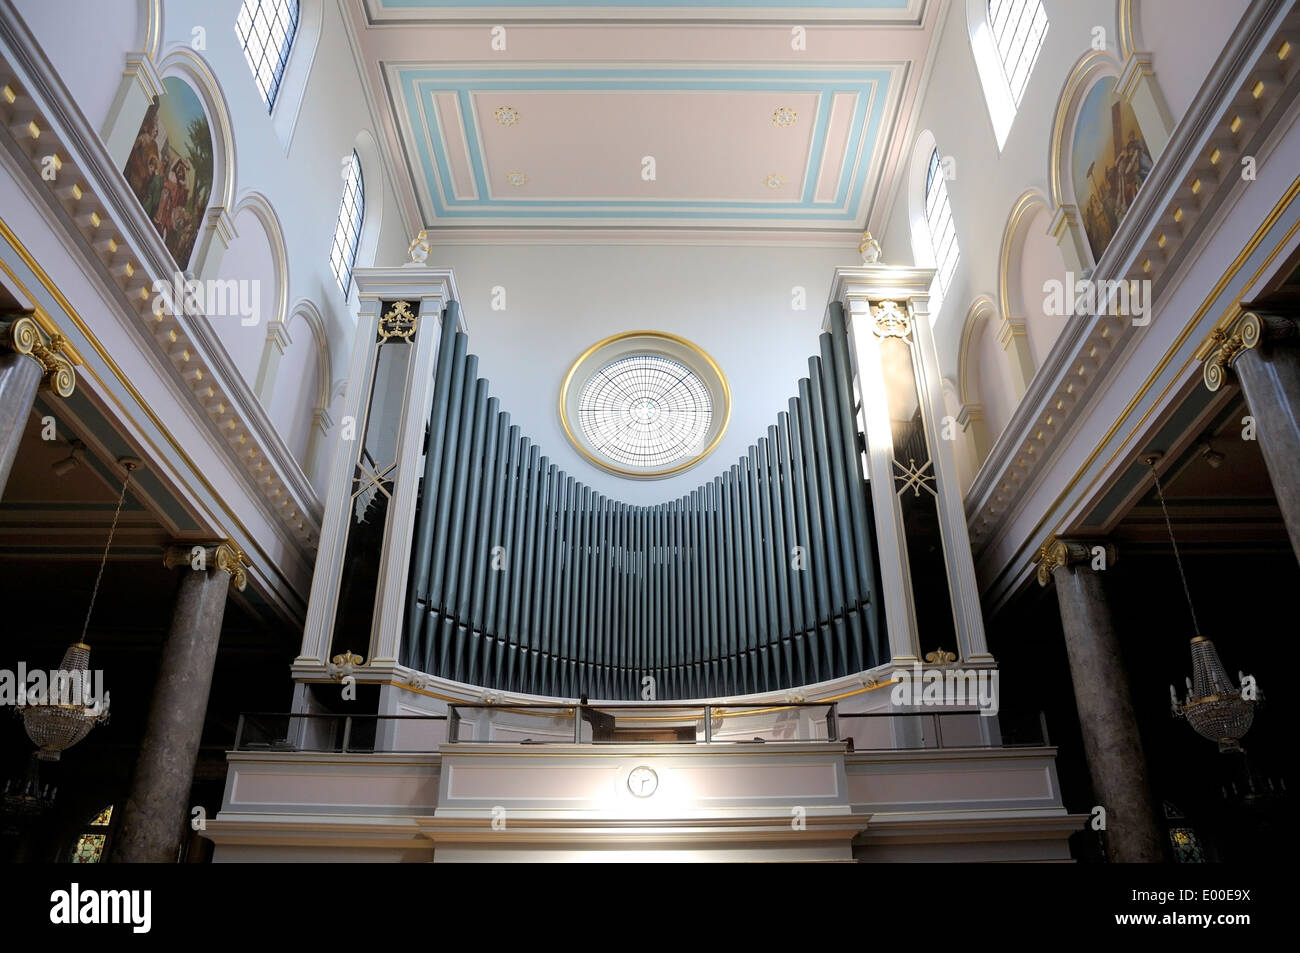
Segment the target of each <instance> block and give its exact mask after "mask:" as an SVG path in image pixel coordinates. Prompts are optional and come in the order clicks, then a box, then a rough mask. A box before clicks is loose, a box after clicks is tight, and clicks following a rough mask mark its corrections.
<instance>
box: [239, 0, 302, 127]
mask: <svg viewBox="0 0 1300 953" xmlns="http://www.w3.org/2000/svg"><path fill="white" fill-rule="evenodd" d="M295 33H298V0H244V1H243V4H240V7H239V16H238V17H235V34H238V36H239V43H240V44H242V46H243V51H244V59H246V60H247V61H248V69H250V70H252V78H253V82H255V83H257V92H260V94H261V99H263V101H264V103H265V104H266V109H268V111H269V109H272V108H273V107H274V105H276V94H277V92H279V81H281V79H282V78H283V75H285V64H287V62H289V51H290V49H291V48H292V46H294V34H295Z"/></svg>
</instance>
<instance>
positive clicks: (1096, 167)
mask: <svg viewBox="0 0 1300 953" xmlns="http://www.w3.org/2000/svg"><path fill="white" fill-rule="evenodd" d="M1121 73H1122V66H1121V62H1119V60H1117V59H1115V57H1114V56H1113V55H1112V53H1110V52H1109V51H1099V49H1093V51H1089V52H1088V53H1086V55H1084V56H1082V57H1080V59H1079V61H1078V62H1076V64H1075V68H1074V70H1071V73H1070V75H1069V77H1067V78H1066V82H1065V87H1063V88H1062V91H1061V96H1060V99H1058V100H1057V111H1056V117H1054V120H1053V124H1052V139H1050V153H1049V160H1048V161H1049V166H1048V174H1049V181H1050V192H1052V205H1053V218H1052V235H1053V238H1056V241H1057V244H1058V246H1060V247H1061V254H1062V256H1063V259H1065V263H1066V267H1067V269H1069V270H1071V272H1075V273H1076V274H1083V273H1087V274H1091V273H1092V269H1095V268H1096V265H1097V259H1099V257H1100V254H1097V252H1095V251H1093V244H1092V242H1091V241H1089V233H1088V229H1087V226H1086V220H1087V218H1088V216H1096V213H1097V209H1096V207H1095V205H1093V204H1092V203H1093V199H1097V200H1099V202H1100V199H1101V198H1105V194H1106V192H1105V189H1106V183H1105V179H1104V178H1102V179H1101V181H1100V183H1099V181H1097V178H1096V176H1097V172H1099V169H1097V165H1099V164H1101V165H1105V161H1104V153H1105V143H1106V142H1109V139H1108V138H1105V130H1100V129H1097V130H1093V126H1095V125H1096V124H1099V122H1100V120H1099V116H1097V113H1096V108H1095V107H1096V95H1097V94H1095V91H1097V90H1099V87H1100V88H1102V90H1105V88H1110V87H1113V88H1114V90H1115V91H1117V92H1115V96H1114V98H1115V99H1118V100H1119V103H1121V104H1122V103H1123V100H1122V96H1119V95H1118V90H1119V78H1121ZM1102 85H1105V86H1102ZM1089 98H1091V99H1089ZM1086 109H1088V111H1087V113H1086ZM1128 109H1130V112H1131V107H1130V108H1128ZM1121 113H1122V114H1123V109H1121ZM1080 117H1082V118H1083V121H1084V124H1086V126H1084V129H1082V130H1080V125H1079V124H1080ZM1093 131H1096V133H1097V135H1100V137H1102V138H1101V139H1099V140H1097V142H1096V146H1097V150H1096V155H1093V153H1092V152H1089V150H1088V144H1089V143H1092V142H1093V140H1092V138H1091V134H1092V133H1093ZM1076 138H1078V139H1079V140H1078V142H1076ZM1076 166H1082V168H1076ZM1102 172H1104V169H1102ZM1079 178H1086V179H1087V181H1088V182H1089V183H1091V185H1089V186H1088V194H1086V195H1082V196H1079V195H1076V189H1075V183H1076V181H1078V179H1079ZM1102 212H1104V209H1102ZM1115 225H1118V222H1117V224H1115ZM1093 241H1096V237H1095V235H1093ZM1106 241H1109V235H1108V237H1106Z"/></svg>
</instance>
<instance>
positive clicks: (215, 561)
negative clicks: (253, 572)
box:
________________________
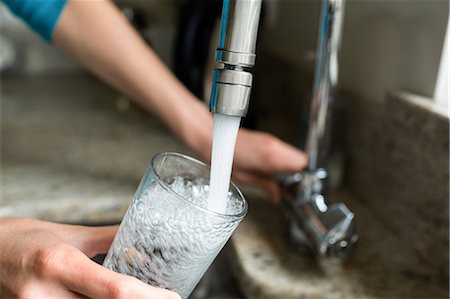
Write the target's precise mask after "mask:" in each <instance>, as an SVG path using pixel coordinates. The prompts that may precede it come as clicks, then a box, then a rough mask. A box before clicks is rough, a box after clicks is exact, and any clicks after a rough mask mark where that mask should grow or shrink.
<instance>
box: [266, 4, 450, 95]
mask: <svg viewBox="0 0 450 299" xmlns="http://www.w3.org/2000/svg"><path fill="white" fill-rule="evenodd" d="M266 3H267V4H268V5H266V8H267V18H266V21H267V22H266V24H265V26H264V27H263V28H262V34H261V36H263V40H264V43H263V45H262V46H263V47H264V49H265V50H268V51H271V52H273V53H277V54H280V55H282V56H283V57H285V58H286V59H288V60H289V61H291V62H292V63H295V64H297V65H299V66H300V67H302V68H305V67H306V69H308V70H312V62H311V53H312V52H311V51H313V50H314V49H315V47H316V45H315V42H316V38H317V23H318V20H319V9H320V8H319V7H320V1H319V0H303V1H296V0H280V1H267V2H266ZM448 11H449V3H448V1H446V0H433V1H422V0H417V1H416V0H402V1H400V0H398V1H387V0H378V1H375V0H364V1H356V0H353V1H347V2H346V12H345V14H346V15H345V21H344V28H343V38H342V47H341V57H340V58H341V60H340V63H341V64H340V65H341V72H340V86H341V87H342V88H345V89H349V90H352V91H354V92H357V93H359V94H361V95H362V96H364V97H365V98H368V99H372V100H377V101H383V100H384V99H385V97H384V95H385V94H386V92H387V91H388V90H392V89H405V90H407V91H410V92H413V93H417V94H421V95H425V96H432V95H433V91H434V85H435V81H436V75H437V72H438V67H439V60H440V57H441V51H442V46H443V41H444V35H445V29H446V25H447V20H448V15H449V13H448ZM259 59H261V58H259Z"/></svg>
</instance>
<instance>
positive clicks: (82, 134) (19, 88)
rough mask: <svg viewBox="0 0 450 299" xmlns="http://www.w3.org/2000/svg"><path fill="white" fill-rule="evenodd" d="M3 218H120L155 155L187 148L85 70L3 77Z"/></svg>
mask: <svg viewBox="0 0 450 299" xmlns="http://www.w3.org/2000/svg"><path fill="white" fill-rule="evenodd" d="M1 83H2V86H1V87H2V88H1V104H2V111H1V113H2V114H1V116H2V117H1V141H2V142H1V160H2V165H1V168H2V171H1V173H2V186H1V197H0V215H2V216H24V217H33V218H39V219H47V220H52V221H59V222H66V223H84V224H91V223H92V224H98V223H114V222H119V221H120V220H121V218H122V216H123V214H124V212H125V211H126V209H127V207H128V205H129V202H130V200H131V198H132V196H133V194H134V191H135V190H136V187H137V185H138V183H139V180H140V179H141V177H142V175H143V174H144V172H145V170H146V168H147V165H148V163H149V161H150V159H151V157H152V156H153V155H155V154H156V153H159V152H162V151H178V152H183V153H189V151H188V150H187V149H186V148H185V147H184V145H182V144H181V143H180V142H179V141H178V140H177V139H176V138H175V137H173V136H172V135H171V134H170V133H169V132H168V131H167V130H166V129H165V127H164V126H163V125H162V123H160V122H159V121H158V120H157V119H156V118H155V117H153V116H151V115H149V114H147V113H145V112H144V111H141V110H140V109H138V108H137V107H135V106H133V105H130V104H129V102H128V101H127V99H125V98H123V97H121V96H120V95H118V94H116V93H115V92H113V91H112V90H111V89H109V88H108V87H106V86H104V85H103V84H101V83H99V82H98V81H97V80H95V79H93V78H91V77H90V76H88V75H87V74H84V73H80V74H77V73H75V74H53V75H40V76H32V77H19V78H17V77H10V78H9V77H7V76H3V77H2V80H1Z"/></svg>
________________________
To do.
Extract each line of the data above that contains the string "positive", copying every such line in full.

Answer below.
positive clicks: (1096, 167)
positive clicks: (215, 561)
positive clicks: (82, 134) (19, 88)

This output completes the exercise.